• _TASK PROMPT_
Leave out the pictures and print the records below exactly.

• _Items listed in a dataset_
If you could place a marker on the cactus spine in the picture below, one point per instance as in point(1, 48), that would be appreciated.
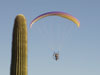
point(19, 47)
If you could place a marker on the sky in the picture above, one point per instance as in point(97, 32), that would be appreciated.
point(79, 47)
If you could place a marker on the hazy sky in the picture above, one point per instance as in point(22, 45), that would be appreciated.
point(79, 47)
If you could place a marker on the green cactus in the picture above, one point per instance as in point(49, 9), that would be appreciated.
point(19, 47)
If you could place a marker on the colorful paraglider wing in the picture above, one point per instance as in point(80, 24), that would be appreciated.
point(61, 14)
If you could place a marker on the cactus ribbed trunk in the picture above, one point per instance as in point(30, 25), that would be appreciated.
point(19, 47)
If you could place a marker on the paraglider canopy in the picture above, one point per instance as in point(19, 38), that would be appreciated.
point(56, 13)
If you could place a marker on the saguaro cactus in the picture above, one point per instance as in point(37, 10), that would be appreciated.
point(19, 47)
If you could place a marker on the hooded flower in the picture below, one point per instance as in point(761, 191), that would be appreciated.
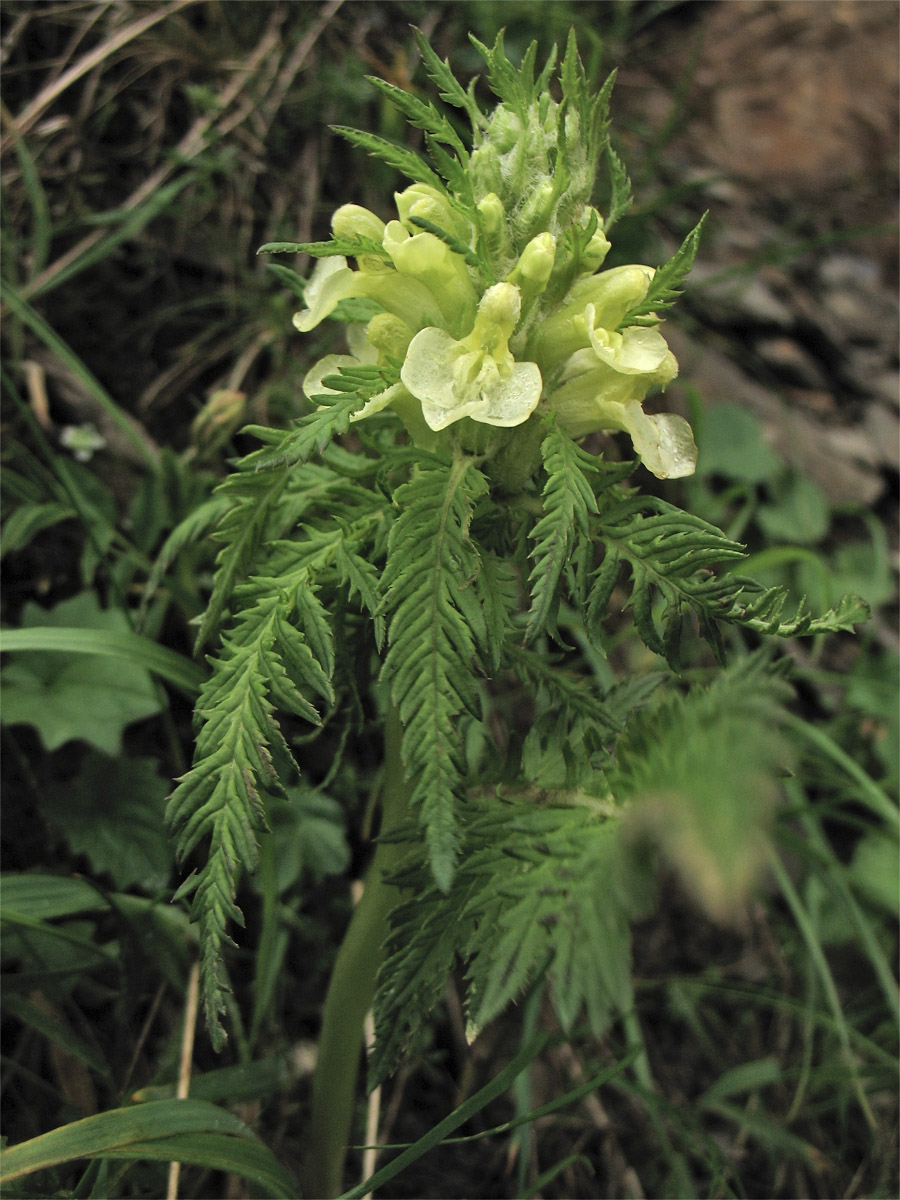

• _TASK RESULT_
If you could place a marker on the cactus spine in the picture below, one point per instance as in point(1, 48), that would be appreciated.
point(19, 47)
If you could place a marker on the sky in the picture above, one point per instance as in point(97, 32), that would be appreciated.
point(79, 47)
If you could place a marker on the hazy sky in the picture above, one point per instance as in point(22, 45), that would be appreciated.
point(79, 47)
If you could place a marker on the green cactus in the picture above, one point per instance as in point(49, 9), that would be appreciated.
point(19, 47)
If you could place a marker on the colorful paraglider wing in the picture above, one point per instance as in point(80, 24), that would be appreciated.
point(61, 14)
If you could place a marker on the cactus ribbed trunk in the picture above, one point per instance as in point(30, 25), that would be appreciated.
point(19, 47)
If you could place a marker on the paraglider canopy in the picture above, one point per instance as in point(19, 38), that would be appreciated.
point(56, 13)
If you could place a marker on the saguaro cactus in the picture above, one point per instance as in point(37, 10), that would be appreciated.
point(19, 47)
If you could place a marker on the hooded flower in the picture below, one point per instance as in point(761, 191), that would be appreciated.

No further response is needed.